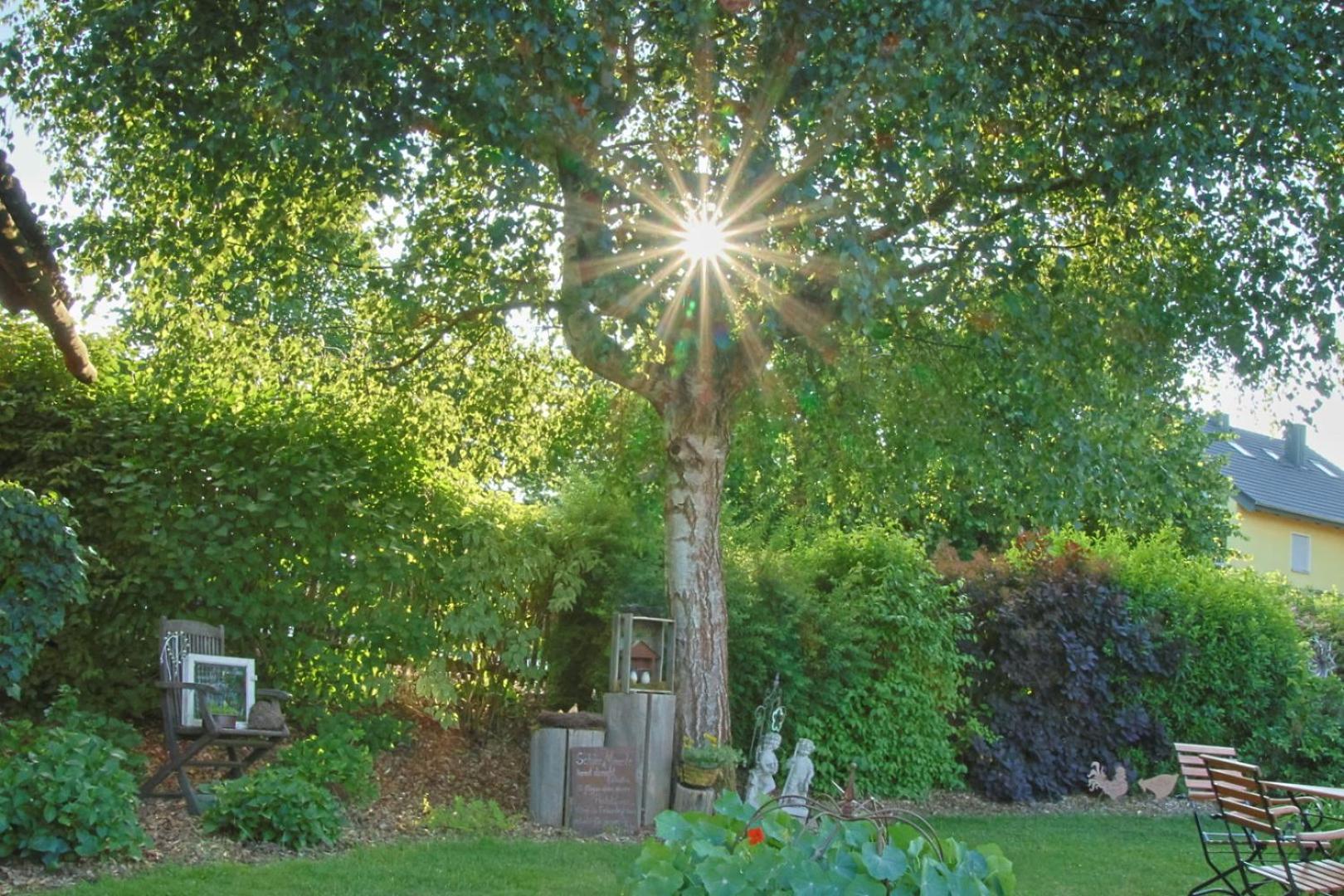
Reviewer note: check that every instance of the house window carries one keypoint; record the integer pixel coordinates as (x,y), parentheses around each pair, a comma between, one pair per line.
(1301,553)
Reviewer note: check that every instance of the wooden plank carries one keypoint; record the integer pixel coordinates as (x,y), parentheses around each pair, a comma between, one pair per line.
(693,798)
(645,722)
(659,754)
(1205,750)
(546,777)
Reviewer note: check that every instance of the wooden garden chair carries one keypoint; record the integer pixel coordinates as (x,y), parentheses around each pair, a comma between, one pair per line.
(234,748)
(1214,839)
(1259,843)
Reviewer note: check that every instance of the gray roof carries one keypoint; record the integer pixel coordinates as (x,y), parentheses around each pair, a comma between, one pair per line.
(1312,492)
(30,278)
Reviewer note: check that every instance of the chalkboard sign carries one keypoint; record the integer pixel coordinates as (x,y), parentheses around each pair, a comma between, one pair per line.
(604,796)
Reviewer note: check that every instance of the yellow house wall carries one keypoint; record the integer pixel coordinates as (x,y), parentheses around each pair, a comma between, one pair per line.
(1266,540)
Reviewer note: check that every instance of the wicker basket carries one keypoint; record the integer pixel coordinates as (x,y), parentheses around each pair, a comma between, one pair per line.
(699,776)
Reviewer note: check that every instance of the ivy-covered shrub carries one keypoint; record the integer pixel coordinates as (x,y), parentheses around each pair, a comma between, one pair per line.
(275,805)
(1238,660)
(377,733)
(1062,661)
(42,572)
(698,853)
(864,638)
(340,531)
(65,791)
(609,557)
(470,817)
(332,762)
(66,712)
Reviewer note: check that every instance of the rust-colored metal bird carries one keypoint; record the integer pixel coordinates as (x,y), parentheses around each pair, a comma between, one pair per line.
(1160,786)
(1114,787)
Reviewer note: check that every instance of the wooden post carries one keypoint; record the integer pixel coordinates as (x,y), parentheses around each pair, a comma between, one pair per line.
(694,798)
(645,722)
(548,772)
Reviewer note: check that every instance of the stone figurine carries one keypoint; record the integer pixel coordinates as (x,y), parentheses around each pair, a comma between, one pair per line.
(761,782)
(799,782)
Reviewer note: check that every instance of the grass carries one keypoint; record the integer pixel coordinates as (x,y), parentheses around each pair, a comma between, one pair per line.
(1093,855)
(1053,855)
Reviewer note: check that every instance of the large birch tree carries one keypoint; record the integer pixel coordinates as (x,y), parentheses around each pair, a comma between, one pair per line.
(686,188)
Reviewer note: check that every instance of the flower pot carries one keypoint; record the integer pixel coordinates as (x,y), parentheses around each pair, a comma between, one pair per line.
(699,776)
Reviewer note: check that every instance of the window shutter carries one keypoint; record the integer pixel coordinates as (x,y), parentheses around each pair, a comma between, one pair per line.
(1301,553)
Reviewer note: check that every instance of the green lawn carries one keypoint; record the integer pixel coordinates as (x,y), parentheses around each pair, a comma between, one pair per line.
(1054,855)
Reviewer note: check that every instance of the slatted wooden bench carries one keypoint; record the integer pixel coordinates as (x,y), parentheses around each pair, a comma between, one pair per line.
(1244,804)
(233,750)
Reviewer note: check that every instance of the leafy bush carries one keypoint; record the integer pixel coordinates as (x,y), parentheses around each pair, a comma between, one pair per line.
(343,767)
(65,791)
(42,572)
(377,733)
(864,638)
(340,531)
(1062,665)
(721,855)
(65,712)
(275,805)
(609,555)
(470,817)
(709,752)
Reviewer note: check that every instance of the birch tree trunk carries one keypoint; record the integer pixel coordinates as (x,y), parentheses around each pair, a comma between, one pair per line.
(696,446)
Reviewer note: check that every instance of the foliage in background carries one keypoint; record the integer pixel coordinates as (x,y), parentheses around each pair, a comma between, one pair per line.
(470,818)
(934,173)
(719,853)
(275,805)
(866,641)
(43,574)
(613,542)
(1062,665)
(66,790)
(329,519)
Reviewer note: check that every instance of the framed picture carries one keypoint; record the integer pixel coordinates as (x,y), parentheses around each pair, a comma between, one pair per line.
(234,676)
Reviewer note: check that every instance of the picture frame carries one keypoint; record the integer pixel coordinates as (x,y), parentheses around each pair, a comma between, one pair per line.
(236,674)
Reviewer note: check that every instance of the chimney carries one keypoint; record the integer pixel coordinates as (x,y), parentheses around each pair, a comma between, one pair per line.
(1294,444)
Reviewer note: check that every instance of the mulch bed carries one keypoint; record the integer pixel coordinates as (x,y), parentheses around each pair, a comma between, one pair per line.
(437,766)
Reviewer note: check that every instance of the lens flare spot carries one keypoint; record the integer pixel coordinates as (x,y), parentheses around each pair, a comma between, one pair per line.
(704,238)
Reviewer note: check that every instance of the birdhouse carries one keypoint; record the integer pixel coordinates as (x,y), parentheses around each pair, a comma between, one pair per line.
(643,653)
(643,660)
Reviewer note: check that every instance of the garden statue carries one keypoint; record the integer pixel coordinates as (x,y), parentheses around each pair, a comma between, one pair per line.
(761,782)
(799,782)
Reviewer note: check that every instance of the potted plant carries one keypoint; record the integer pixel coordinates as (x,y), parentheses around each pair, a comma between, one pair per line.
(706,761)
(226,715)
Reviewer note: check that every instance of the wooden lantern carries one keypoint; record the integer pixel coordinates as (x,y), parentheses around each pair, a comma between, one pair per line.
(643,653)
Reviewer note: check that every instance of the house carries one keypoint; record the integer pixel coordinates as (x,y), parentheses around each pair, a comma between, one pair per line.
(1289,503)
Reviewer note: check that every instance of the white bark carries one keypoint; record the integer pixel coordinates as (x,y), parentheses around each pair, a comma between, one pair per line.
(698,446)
--
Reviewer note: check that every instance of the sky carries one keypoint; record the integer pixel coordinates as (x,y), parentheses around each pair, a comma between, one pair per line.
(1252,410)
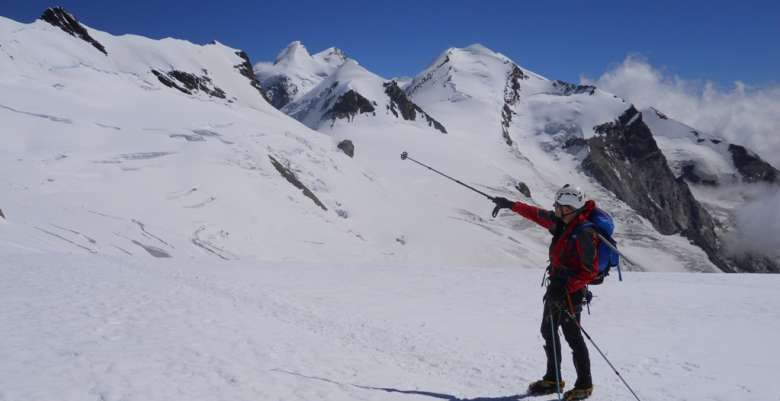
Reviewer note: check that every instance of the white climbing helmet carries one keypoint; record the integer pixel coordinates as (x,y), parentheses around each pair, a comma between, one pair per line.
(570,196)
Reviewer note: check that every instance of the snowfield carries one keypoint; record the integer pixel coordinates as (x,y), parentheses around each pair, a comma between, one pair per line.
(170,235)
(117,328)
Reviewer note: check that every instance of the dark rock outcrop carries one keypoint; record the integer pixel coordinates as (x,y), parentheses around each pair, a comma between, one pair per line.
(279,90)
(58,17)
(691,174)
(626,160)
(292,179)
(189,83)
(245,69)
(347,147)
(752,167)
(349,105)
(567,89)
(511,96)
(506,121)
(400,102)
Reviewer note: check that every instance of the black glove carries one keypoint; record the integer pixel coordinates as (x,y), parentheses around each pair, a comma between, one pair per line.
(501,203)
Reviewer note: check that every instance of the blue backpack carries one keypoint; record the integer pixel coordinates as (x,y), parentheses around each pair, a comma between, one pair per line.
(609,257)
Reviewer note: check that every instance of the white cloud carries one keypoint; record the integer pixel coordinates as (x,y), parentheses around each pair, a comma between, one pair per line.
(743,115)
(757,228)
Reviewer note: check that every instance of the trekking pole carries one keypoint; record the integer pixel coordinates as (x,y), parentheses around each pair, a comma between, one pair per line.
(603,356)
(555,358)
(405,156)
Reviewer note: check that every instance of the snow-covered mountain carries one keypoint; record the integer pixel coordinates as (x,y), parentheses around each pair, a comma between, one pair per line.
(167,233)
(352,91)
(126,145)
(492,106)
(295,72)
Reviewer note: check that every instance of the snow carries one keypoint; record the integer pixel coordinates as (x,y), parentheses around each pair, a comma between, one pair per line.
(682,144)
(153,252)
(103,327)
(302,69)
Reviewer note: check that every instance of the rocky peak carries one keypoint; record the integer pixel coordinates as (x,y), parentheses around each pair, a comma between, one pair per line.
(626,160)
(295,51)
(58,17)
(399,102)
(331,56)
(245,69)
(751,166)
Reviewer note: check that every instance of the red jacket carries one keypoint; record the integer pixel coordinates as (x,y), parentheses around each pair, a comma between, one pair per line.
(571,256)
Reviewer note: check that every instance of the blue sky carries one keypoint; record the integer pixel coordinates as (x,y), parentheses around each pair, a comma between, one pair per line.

§ What to work on: Can you give the lines again, starting with the line containing "Reviewer note: check that every instance of the red" and going on through the line containing "Reviewer note: check that every instance of the blue sky", with "keypoint" replaced by "marker point" and everything else unchanged?

§ Solution:
Reviewer note: check that every instance of the red jacket carries one marker point; record the integer pixel coordinates as (x,y), parentheses around each pair, a comma between, one pair per line.
(571,256)
Reviewer note: check that every instance of the blue sky carries one marker point; record the integer pixel coordinates as (x,y), parentheses around each pair, a comma between, one pair per line.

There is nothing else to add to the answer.